Document extract:

The word for soul in Greek (ψυχή, psyche) has an interesting history in literature and philosophy. We see it evolve from homeric usage to the early philosophers. From there, to Plato and Aristotle. But the use in the Old and New Testaments is striking.

This article was originally published as a part of a Round Table on ConciliarPost.com. It was reposted here by its author, Benjamin Cabe.

The word for soul in Greek (ψυχή, psyche) has an interesting history in literature and philosophy. In the Ancient Greek world, it was used synonymously with “life in the body.” To lose or risk one’s soul in Homeric literature (c. 1200–800 BC), for instance, would be to lose or risk one’s life [1]. Between 800 and 600 BC philosophers began to apply attributes such as courage to the soul—and gradually a moral quality as well [2]. Around the same time, linguistic developments made possible a distinction missing from the ancient understanding of the human being: a distinction between the body and the soul [3].

(Records from a data collection)
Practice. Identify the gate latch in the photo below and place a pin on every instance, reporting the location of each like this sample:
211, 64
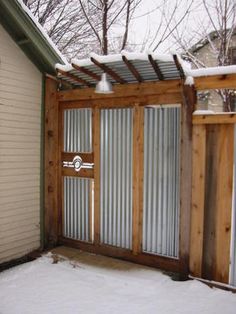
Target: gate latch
77, 163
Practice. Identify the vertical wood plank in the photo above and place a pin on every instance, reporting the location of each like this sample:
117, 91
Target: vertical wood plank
96, 150
60, 177
218, 203
138, 153
189, 100
51, 163
198, 199
224, 201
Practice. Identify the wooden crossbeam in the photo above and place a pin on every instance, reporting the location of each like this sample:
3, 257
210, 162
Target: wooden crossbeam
74, 78
132, 69
215, 82
86, 71
156, 68
179, 67
109, 71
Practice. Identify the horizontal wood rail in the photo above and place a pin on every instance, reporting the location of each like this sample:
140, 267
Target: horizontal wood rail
218, 118
124, 102
128, 90
226, 81
161, 262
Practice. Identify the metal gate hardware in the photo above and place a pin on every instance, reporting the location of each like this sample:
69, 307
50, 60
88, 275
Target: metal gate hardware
77, 163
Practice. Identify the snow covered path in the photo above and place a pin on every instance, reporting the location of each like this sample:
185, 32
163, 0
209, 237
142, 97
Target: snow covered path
64, 288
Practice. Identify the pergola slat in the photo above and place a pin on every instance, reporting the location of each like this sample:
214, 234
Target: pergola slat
156, 68
109, 71
86, 71
132, 69
74, 78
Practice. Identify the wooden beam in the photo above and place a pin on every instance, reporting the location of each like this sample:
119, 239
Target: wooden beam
215, 82
186, 175
83, 173
125, 102
138, 152
218, 118
86, 71
198, 199
96, 150
132, 69
109, 71
179, 67
128, 90
160, 262
51, 158
86, 157
74, 78
156, 67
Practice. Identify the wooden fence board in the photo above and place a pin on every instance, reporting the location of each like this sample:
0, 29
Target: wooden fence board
198, 195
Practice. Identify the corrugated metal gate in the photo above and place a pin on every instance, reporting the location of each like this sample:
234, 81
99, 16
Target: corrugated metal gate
161, 178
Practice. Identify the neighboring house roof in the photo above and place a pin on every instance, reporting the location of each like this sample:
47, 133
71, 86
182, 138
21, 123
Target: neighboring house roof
18, 21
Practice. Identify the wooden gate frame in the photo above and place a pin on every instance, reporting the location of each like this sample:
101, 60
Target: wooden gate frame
136, 96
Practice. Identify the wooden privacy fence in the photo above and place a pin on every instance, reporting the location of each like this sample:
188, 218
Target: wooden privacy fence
212, 181
206, 161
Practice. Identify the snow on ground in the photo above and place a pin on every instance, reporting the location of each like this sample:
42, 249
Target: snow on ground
63, 288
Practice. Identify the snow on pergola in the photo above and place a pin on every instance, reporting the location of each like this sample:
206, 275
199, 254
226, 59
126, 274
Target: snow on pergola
126, 68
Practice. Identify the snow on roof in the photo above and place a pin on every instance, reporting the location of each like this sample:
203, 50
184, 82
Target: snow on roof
42, 30
129, 67
149, 66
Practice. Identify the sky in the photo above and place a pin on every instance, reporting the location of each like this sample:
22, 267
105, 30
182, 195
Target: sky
147, 20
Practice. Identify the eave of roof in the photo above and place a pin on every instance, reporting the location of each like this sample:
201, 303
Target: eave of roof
28, 36
122, 68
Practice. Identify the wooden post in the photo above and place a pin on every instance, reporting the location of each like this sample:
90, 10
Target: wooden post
198, 199
218, 202
96, 150
51, 163
189, 100
138, 149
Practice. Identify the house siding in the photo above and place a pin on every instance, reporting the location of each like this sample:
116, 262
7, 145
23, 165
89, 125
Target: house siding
20, 128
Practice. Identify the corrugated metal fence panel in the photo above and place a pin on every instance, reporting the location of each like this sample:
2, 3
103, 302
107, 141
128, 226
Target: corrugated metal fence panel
161, 181
77, 205
116, 177
233, 240
78, 130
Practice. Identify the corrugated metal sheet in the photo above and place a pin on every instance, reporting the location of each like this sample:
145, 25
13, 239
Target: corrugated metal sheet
161, 181
20, 128
77, 208
78, 130
141, 63
116, 177
233, 240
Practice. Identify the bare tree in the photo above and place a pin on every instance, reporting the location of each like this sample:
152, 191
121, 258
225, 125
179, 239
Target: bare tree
110, 25
214, 26
64, 22
78, 27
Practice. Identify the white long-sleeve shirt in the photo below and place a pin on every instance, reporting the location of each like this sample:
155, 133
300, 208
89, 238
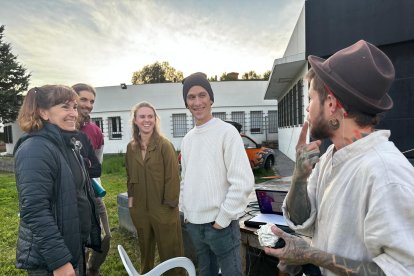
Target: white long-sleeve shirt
216, 177
362, 204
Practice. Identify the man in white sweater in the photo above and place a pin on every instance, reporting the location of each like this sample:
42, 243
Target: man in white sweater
216, 180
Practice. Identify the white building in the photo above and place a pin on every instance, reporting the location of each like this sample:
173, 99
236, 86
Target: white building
241, 101
287, 86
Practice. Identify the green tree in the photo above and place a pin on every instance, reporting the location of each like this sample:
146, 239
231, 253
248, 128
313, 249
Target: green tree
266, 75
13, 82
158, 72
251, 75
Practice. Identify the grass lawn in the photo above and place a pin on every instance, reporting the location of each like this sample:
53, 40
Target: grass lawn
114, 180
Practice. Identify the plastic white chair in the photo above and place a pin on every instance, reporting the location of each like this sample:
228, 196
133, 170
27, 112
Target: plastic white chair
183, 262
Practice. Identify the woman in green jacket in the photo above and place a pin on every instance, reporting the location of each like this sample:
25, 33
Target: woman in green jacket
153, 189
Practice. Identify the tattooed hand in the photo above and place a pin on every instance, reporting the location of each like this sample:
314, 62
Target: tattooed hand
307, 155
294, 252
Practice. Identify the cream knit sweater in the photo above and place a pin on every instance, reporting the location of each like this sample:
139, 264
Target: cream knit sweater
216, 178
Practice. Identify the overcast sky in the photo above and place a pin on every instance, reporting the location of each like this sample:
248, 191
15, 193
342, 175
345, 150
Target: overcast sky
103, 42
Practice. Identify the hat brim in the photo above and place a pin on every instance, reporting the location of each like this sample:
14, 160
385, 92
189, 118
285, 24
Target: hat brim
345, 92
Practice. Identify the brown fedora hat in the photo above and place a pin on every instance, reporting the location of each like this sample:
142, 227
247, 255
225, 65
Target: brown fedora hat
360, 75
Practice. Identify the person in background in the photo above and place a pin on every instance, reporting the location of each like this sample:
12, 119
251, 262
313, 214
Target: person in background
87, 95
216, 180
357, 203
153, 189
58, 215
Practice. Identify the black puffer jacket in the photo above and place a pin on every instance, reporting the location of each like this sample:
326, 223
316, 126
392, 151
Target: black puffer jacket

Tasks to complete:
(A) Copy the part of the text about the Greek word for soul starting at "The word for soul in Greek (ψυχή, psyche)" up to and including "Testaments is striking.".
(B) Carry on the text about the Greek word for soul from the point where it stops.

Responses to the exercise:
(A)
The word for soul in Greek (ψυχή, psyche) has an interesting history in literature and philosophy. We see it evolve from homeric usage to the early philosophers. From there, to Plato and Aristotle. But the use in the Old and New Testaments is striking.

(B)
This evolution of thought allowed Plato (c. 428–347 BC) to develop his own philosophy: souls are immortal, souls pre-exist the body, the body is the prison of the soul, and so on. Not long after Plato, Aristotle (c. 384–322 BC) would make a further distinction between three kinds of life or three kinds of souls: the nutritive soul (one’s growth and nutrition), the sensible soul (autonomy in movement and perception), and the rational soul (one’s capacity to think rationally and reflect). Plants, animals, and human beings share the first category, animals and humans the second, but the third belongs to humans alone.

Old Testament usages of the word soul (Greek Septuagint: ψυχή; Hebrew: nephesh) generally resemble the simplicity of the homeric understanding: soul = life [4]. The mystery of the human being, we must remember, was not fully revealed until the Incarnation of Christ. New Testament usage of soul would be more informed than that of the Old Testament but would remain somewhat flexible, as writers used various words to describe the reality of the inner man (2 Corinthians 4:16, etc.). The Church Fathers, most specifically the Neptic Fathers, would go on to clarify much of the New Testament terminology. The point is that we should not be reticent to acknowledge the development of thought surrounding the soul even within the biblical canon.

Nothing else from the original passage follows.